Ulukus is PI for NSF grant on energy harvesting wireless communication devices

Professor Sennur Ulukus (ECE/ISR) is the principal investigator for a three-year, $250K, NSF Communication and Information Foundations grant, “Foundations of Energy Harvesting Wireless Communications.”

Continuing her work on devices that operate with energy harvested from the environment, Ulukus will establish fundamental performance limits and design principles for wireless communication networks containing them.

Ulukus identifies the randomness, intermittency, and causality of energy availability, and the uncertainty about the energy states of the transmitters at the receivers, as new ingredients to be incorporated in determining the fundamental performance limits of energy harvesting wireless communication systems. She will determine the information theoretic capacity of an energy harvesting link and the accompanying optimum coding and transmission scheme by incorporating energy harvesting constraints into the information theoretic capacity formulation.

In addition, Ulukus will identify the information capacity of multi-user, multi-hop, cooperative energy harvesting networks. She also will incorporate practical issues such as imperfections in storage and retrieval of energy to and from the battery, and leakage of energy over time, into rigorous information theoretic capacity formulations. Finally, Ulukus will make connections to estimation, privacy and security by investigating state amplification, state masking and secure data transmission problems.

Energy harvesting systems such as these are envisioned to enable energy self-sufficient, self-sustaining, perpetually operating wireless networks and untethered mobility. As such, they will enable new societal, medical, environmental, monitoring/surveillance and safety applications which are otherwise difficult or impossible with conventional battery-powered operation. These applications range from enabling perpetual remote environmental monitoring and surveillance, structural monitoring to on and in-body networking for health monitoring, medical diagnosis and treatment.

QUESTIONS ON THE MATERIAL:
• 1. Reproduce the passage of the grant announcement from "Ulukus is PI" to "networks containing them." word for word.
• 2. Decide whether each statement agrees with the grant announcement, and quote the words that settle it. (a) The NSF grant runs for three years. (b) The work will leave out the leakage of energy from the battery over time. (c) The applications described include networking on and in the body for health monitoring.

STORED DATA:

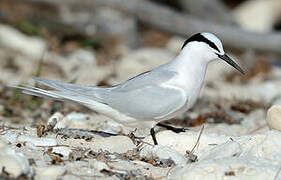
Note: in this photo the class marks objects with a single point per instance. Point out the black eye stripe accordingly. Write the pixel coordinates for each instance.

RESPONSES TO THE EXERCISE:
• 1.
Ulukus is PI for NSF grant on energy harvesting wireless communication devices

Professor Sennur Ulukus (ECE/ISR) is the principal investigator for a three-year, $250K, NSF Communication and Information Foundations grant, “Foundations of Energy Harvesting Wireless Communications.”

Continuing her work on devices that operate with energy harvested from the environment, Ulukus will establish fundamental performance limits and design principles for wireless communication networks containing them.

• 2.
(a) Yes: "a three-year, $250K, NSF Communication and Information Foundations grant"
(b) No: "She also will incorporate practical issues such as imperfections in storage and retrieval of energy to and from the battery, and leakage of energy over time, into rigorous information theoretic capacity formulations."
(c) Yes: "on and in-body networking for health monitoring, medical diagnosis and treatment"